--- start Document text ---

Bro. Walter A. Gill – The Urban Professor

 

Bro. Walter Gill is a teacher, author, artist, actor and former university professor. He attended public schools in Jefferson City, Missouri and Baltimore, Maryland. He was the first African American to graduate from prestigious Baltimore City College High School, the country’s third oldest high school. Gill graduated from Morgan State College (now University) in Baltimore and acquired his master and Ph.D. degrees in educational communications from Syracuse University (NY). It has been estimated that Dr. Gill has touched the lives of over 16,000 students, in K-12, undergraduates and in graduate school.

 

     His teaching philosophy is grounded in his parent’s humanitarian service. His father Dr. Robert L. Gill was the fifth African American to receive a PH.D. in Political Science from the University of Michigan. (Dr. Ralph Bunche was the first). He was a professor at Morgan State University for 34 years and 22 other colleges throughout the world, a devote Christian and author of The History of the Omega Psi Phi Fraternity. His mother Rubye was a scholar-athletic and graduate of Oberlin Conservative (Ohio), Chicago Musical College and Northwestern University. She won Third Place in the Colored Woman’s Tennis Tournament in 1934. She organized the Public School of Music Department at Howard University, was a teacher in public school, member of the Delta Sigma Theta Sorority and a community organizer.

--- end Document text ---
--- start Records shown ---

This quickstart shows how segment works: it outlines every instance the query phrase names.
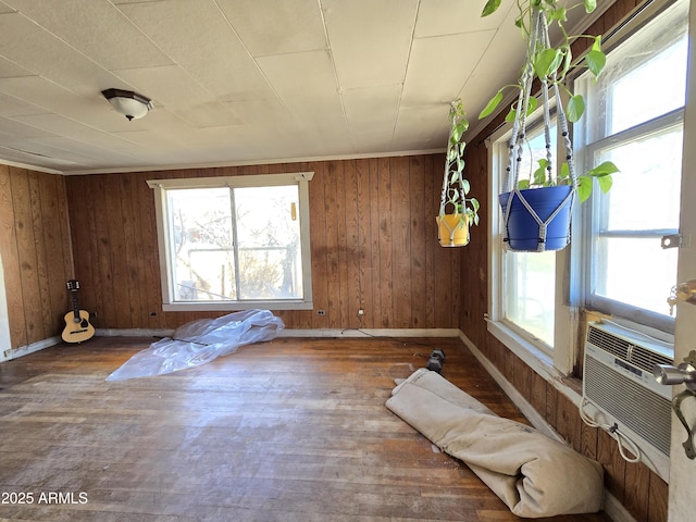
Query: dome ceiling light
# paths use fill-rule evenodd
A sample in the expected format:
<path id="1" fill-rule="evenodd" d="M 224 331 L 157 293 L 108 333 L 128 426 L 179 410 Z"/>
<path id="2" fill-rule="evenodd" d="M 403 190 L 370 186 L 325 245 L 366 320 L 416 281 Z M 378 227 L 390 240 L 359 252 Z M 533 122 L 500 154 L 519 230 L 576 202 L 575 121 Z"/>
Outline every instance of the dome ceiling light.
<path id="1" fill-rule="evenodd" d="M 115 111 L 126 116 L 128 121 L 142 117 L 154 108 L 152 100 L 132 90 L 107 89 L 102 90 L 101 94 L 109 100 Z"/>

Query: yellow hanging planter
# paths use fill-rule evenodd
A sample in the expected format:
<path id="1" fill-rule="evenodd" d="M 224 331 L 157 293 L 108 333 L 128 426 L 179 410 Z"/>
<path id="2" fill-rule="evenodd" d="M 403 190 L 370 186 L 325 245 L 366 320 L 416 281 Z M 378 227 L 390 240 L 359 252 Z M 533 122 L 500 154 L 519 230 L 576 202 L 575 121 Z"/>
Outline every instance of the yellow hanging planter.
<path id="1" fill-rule="evenodd" d="M 469 216 L 443 214 L 437 221 L 437 239 L 443 247 L 463 247 L 469 243 Z"/>
<path id="2" fill-rule="evenodd" d="M 478 224 L 478 201 L 468 198 L 469 179 L 463 175 L 464 147 L 462 135 L 469 128 L 461 100 L 449 107 L 449 138 L 445 153 L 443 192 L 437 214 L 437 239 L 443 247 L 463 247 L 469 244 L 469 227 Z"/>

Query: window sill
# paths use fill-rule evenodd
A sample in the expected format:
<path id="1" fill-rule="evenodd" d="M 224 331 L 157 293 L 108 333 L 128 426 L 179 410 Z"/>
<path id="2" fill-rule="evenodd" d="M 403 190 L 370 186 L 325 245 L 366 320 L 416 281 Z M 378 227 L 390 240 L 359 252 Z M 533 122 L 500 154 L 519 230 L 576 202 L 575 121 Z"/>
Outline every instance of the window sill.
<path id="1" fill-rule="evenodd" d="M 162 304 L 164 312 L 236 312 L 239 310 L 312 310 L 312 301 L 210 301 L 171 302 Z"/>
<path id="2" fill-rule="evenodd" d="M 506 326 L 500 321 L 492 321 L 486 319 L 486 326 L 488 332 L 500 343 L 502 343 L 512 353 L 518 356 L 527 366 L 534 370 L 537 374 L 544 377 L 547 382 L 560 383 L 563 382 L 568 385 L 569 381 L 573 381 L 568 375 L 561 373 L 554 365 L 554 358 L 540 350 L 534 344 L 519 335 Z M 579 388 L 577 384 L 572 388 Z M 577 397 L 573 397 L 577 395 Z M 580 403 L 580 395 L 571 391 L 569 398 L 576 400 Z"/>

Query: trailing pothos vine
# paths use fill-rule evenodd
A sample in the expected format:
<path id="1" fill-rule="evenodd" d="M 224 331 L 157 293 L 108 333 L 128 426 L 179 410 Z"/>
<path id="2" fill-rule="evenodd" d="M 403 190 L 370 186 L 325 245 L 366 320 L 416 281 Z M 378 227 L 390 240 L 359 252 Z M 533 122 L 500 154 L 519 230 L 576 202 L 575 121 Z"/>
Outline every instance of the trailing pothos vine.
<path id="1" fill-rule="evenodd" d="M 502 0 L 488 0 L 483 9 L 482 16 L 488 16 L 495 13 L 500 7 Z M 562 110 L 569 122 L 577 122 L 585 112 L 585 100 L 582 95 L 571 92 L 566 86 L 567 75 L 574 65 L 571 44 L 577 38 L 592 39 L 592 47 L 583 57 L 587 70 L 593 74 L 595 79 L 601 73 L 607 57 L 601 50 L 601 35 L 569 35 L 564 23 L 568 21 L 568 12 L 571 9 L 584 8 L 586 13 L 592 13 L 597 8 L 597 0 L 584 0 L 571 7 L 559 5 L 557 0 L 515 0 L 519 9 L 519 16 L 515 20 L 515 26 L 520 28 L 527 45 L 527 52 L 520 79 L 517 84 L 510 84 L 501 87 L 495 96 L 488 101 L 486 107 L 478 114 L 478 119 L 484 119 L 498 108 L 504 99 L 506 89 L 517 89 L 520 95 L 524 94 L 524 89 L 530 86 L 525 82 L 531 80 L 531 76 L 536 75 L 543 84 L 557 86 L 564 91 L 568 101 L 556 100 L 559 110 Z M 560 29 L 561 41 L 557 46 L 551 46 L 548 41 L 533 41 L 532 26 L 535 23 L 535 16 L 543 13 L 545 23 L 548 26 L 556 25 Z M 506 116 L 506 121 L 513 122 L 520 116 L 518 111 L 524 109 L 518 107 L 523 96 L 510 107 L 510 111 Z M 526 98 L 526 111 L 523 119 L 532 114 L 537 108 L 538 101 L 535 97 Z M 564 107 L 563 107 L 564 105 Z M 530 173 L 529 179 L 520 179 L 518 188 L 535 188 L 556 185 L 567 185 L 570 183 L 570 170 L 568 163 L 562 163 L 557 174 L 551 174 L 551 165 L 546 159 L 538 160 L 538 167 Z M 593 189 L 593 179 L 597 179 L 599 188 L 607 192 L 612 185 L 611 174 L 619 172 L 619 169 L 610 161 L 588 170 L 584 174 L 577 176 L 577 197 L 580 201 L 589 198 Z"/>
<path id="2" fill-rule="evenodd" d="M 451 207 L 452 214 L 461 215 L 460 226 L 478 224 L 478 200 L 468 198 L 471 186 L 464 172 L 464 148 L 467 144 L 461 140 L 469 128 L 464 109 L 460 99 L 451 102 L 449 109 L 450 128 L 447 140 L 445 159 L 445 179 L 443 183 L 443 197 L 439 209 L 440 217 Z M 468 220 L 468 221 L 467 221 Z"/>

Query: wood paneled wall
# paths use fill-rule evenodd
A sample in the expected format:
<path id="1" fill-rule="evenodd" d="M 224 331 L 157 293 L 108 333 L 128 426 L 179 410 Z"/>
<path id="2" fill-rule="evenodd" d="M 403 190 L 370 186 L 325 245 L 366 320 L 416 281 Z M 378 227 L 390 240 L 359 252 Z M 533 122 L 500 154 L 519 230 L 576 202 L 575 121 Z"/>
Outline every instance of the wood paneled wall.
<path id="1" fill-rule="evenodd" d="M 162 312 L 154 198 L 146 179 L 313 171 L 314 310 L 277 311 L 286 327 L 458 327 L 462 249 L 439 247 L 435 227 L 443 167 L 444 156 L 425 154 L 69 176 L 84 308 L 98 328 L 173 328 L 215 315 Z M 320 309 L 326 314 L 318 315 Z"/>
<path id="2" fill-rule="evenodd" d="M 64 177 L 0 164 L 0 256 L 13 349 L 65 326 L 71 248 Z"/>
<path id="3" fill-rule="evenodd" d="M 586 33 L 607 34 L 642 3 L 639 0 L 617 0 Z M 580 45 L 573 47 L 575 55 L 583 51 Z M 475 181 L 472 182 L 472 191 L 483 201 L 488 201 L 485 192 L 488 187 L 488 151 L 483 140 L 502 123 L 502 116 L 495 117 L 477 136 L 468 137 L 467 173 Z M 497 212 L 497 209 L 482 206 L 482 227 L 487 227 L 490 211 Z M 462 258 L 460 330 L 573 448 L 604 465 L 608 490 L 637 522 L 664 522 L 668 484 L 646 465 L 625 462 L 609 435 L 586 426 L 575 406 L 564 395 L 488 334 L 483 320 L 488 309 L 485 270 L 488 241 L 489 238 L 482 235 L 472 241 Z M 580 386 L 579 380 L 575 385 Z"/>

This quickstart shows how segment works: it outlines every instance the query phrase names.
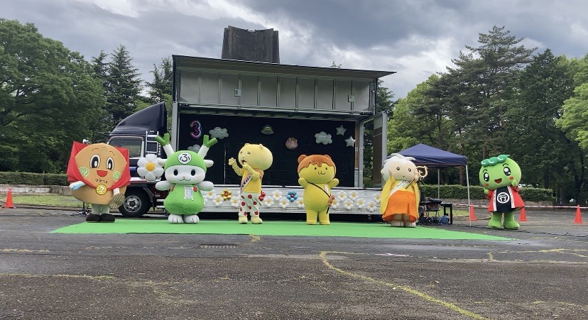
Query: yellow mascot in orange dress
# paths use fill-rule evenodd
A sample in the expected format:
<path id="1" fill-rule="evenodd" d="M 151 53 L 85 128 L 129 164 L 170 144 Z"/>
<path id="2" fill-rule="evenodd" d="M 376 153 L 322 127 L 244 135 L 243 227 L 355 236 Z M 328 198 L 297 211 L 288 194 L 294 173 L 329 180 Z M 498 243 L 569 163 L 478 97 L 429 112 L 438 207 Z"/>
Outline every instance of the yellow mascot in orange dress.
<path id="1" fill-rule="evenodd" d="M 386 184 L 380 197 L 382 219 L 391 226 L 414 228 L 418 219 L 418 171 L 412 157 L 393 153 L 381 173 Z"/>

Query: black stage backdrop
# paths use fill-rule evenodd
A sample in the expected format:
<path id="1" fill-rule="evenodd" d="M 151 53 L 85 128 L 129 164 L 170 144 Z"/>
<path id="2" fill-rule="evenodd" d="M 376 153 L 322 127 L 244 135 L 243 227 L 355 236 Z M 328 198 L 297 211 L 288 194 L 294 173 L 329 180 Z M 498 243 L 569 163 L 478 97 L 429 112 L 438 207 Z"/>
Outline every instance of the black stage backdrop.
<path id="1" fill-rule="evenodd" d="M 215 184 L 239 184 L 241 177 L 236 175 L 228 165 L 229 159 L 238 158 L 239 150 L 245 143 L 261 143 L 271 151 L 273 162 L 264 171 L 263 184 L 266 185 L 298 185 L 298 158 L 300 155 L 328 155 L 337 166 L 335 177 L 339 180 L 339 187 L 354 187 L 355 148 L 347 146 L 345 142 L 349 137 L 354 138 L 355 123 L 332 120 L 307 120 L 285 118 L 258 118 L 241 116 L 209 114 L 183 114 L 180 120 L 179 149 L 187 150 L 195 144 L 202 143 L 202 137 L 192 138 L 193 121 L 198 121 L 202 134 L 215 127 L 226 128 L 229 136 L 217 139 L 218 143 L 208 151 L 206 158 L 214 162 L 208 168 L 206 180 Z M 273 134 L 263 134 L 262 129 L 269 126 Z M 343 126 L 347 129 L 344 135 L 337 135 L 337 128 Z M 317 143 L 315 134 L 325 131 L 331 135 L 332 143 L 325 145 Z M 289 138 L 298 140 L 298 147 L 288 150 L 285 146 Z"/>

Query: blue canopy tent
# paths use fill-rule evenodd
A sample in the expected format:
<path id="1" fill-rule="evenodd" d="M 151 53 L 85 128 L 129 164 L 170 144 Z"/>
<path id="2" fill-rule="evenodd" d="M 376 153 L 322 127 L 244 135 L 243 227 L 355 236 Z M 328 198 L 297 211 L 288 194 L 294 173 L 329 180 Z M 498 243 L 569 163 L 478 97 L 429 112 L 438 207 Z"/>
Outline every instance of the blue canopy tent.
<path id="1" fill-rule="evenodd" d="M 446 167 L 466 167 L 466 182 L 467 183 L 467 203 L 469 204 L 469 175 L 467 171 L 467 160 L 465 155 L 456 155 L 436 148 L 419 143 L 402 151 L 398 152 L 405 157 L 413 157 L 413 161 L 416 165 L 424 165 L 430 168 L 437 168 L 437 197 L 440 197 L 439 186 L 441 184 L 441 178 L 439 169 Z"/>

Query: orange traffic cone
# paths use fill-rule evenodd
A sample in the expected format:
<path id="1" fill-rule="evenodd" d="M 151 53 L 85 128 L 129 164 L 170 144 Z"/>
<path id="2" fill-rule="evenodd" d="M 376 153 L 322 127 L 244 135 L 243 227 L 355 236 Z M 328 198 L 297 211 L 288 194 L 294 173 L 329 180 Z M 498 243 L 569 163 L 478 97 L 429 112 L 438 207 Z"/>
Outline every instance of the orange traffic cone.
<path id="1" fill-rule="evenodd" d="M 527 213 L 525 212 L 525 207 L 523 206 L 521 209 L 521 216 L 518 216 L 519 221 L 527 221 Z"/>
<path id="2" fill-rule="evenodd" d="M 9 194 L 6 196 L 6 202 L 4 203 L 4 208 L 14 208 L 12 203 L 12 189 L 9 188 Z"/>
<path id="3" fill-rule="evenodd" d="M 469 221 L 475 221 L 478 220 L 476 219 L 476 214 L 474 212 L 474 205 L 469 204 Z"/>
<path id="4" fill-rule="evenodd" d="M 576 209 L 576 220 L 574 221 L 575 224 L 584 224 L 584 221 L 582 221 L 582 214 L 579 211 L 579 206 L 577 206 Z"/>

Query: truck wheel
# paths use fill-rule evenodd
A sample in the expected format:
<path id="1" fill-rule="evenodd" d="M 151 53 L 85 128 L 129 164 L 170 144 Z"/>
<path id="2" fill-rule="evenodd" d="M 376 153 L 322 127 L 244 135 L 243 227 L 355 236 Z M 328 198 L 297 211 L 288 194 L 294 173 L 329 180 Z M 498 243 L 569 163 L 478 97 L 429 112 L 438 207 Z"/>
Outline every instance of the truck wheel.
<path id="1" fill-rule="evenodd" d="M 123 205 L 119 207 L 119 211 L 127 218 L 138 218 L 146 214 L 151 207 L 149 197 L 141 190 L 131 190 L 125 194 Z"/>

--- end Records shown ---

▶ [Problems and tasks]:
a) Translate this sentence from the profile of Walter Gill into Spanish: "He attended public schools in Jefferson City, Missouri and Baltimore, Maryland."
b) In the records, format the lines from the line with "Query: wood paneled wall" up to and including the line with "386 184 L 380" as a numbered list. Omit blank lines and leave the pictures out.

▶ [Task solutions]:
a) Asistió a escuelas públicas en Jefferson City, Missouri, y en Baltimore, Maryland.

b)
1. Query: wood paneled wall
2. # paths use fill-rule evenodd
3. A sample in the expected format:
4. <path id="1" fill-rule="evenodd" d="M 224 331 L 157 293 L 108 333 L 128 426 L 179 410 Z"/>
5. <path id="2" fill-rule="evenodd" d="M 403 190 L 370 186 L 325 245 L 366 320 L 416 281 Z M 378 227 L 390 240 L 359 252 Z M 533 122 L 500 154 L 519 230 L 576 202 L 575 121 Z"/>
6. Outline every instance of the wood paneled wall.
7. <path id="1" fill-rule="evenodd" d="M 162 312 L 154 198 L 146 179 L 313 171 L 314 310 L 277 311 L 286 327 L 458 327 L 462 249 L 439 247 L 435 227 L 443 167 L 444 156 L 425 154 L 69 176 L 84 308 L 98 328 L 173 328 L 215 315 Z M 320 309 L 326 314 L 318 315 Z"/>
8. <path id="2" fill-rule="evenodd" d="M 64 177 L 0 164 L 0 256 L 13 349 L 65 326 L 71 248 Z"/>
9. <path id="3" fill-rule="evenodd" d="M 586 33 L 607 34 L 642 3 L 639 0 L 617 0 Z M 580 45 L 573 47 L 575 55 L 583 51 Z M 475 181 L 472 182 L 472 191 L 483 201 L 488 201 L 485 192 L 488 187 L 488 151 L 483 140 L 502 123 L 502 116 L 495 117 L 477 136 L 468 137 L 467 173 Z M 497 212 L 497 209 L 482 206 L 482 227 L 487 227 L 490 211 Z M 462 258 L 460 330 L 573 448 L 604 465 L 608 490 L 637 522 L 664 522 L 668 484 L 646 465 L 625 462 L 609 435 L 586 426 L 575 406 L 564 395 L 488 334 L 483 320 L 488 309 L 485 270 L 488 241 L 489 238 L 482 235 L 472 241 Z M 580 386 L 579 380 L 575 385 Z"/>
10. This quickstart shows how segment works: it outlines every instance the query phrase names.
11. Query: yellow mascot in orange dress
12. # paths use fill-rule evenodd
13. A sample in the expected format:
14. <path id="1" fill-rule="evenodd" d="M 151 53 L 85 128 L 129 164 L 170 144 Z"/>
15. <path id="2" fill-rule="evenodd" d="M 376 153 L 322 127 L 244 135 L 243 227 L 355 236 Z M 328 198 L 297 211 L 288 194 L 294 173 L 329 180 Z M 498 243 L 569 163 L 478 97 L 429 112 L 438 207 Z"/>
16. Outline every instance of the yellow mascot in orange dress.
17. <path id="1" fill-rule="evenodd" d="M 386 184 L 380 197 L 382 219 L 391 226 L 414 228 L 418 219 L 418 171 L 412 157 L 393 153 L 381 173 Z"/>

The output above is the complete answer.